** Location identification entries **
<<<<
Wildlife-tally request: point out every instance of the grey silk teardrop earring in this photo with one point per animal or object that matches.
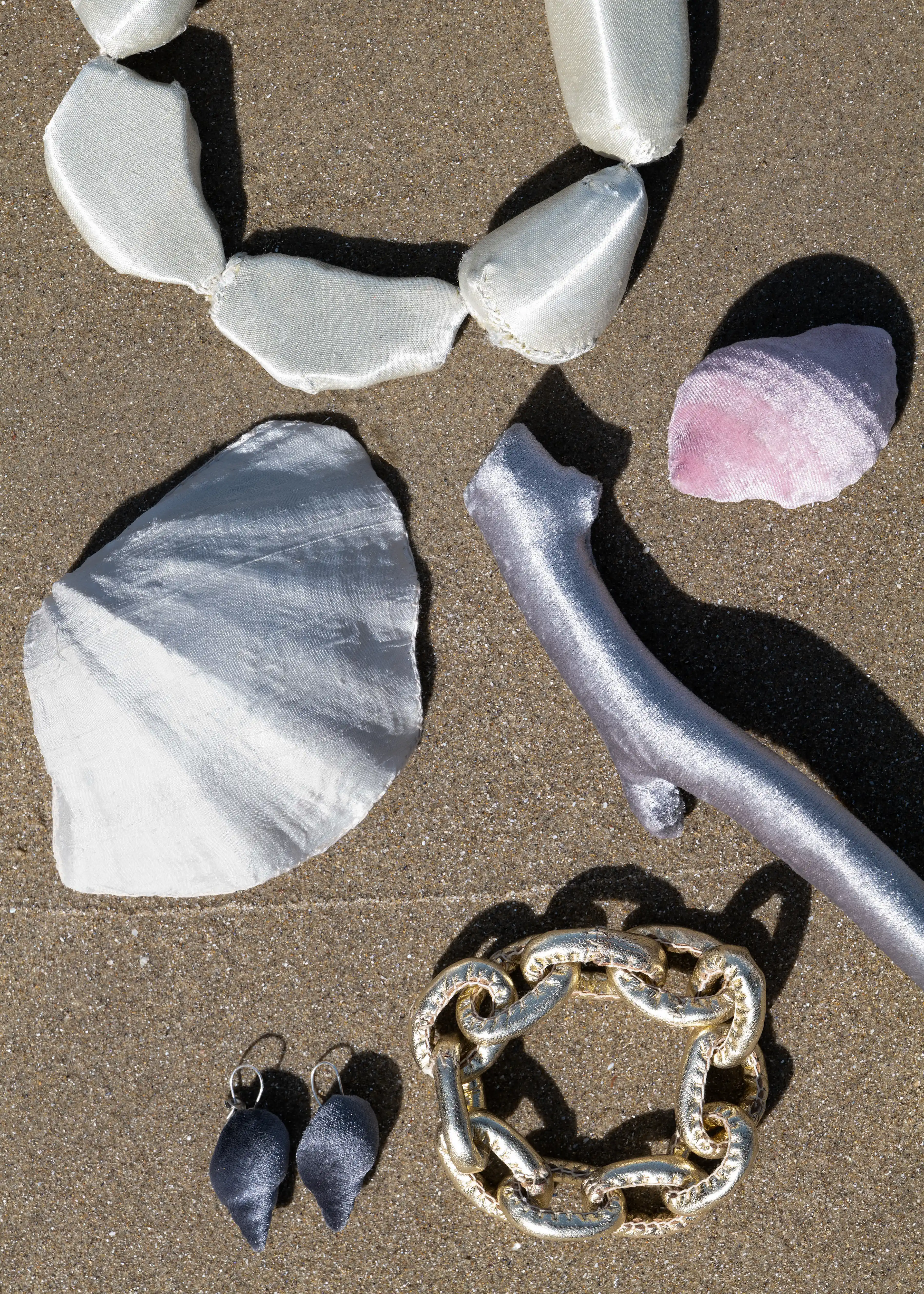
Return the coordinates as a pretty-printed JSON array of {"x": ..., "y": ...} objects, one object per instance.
[
  {"x": 337, "y": 1151},
  {"x": 249, "y": 1164}
]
>>>>
** SET PROBLEM **
Render every line of the records above as a numbered list, omitting blank lines and leaving the pictures out.

** RESULT **
1. Wildlife-tally request: point out every instance of the grey silk teardrop earring in this photo with one point per animal or object that matches.
2. Return the coordinates as a pretty-printed JSON array of {"x": ..., "y": ...} objects, one object per instance.
3. [
4.   {"x": 337, "y": 1151},
5.   {"x": 249, "y": 1164}
6. ]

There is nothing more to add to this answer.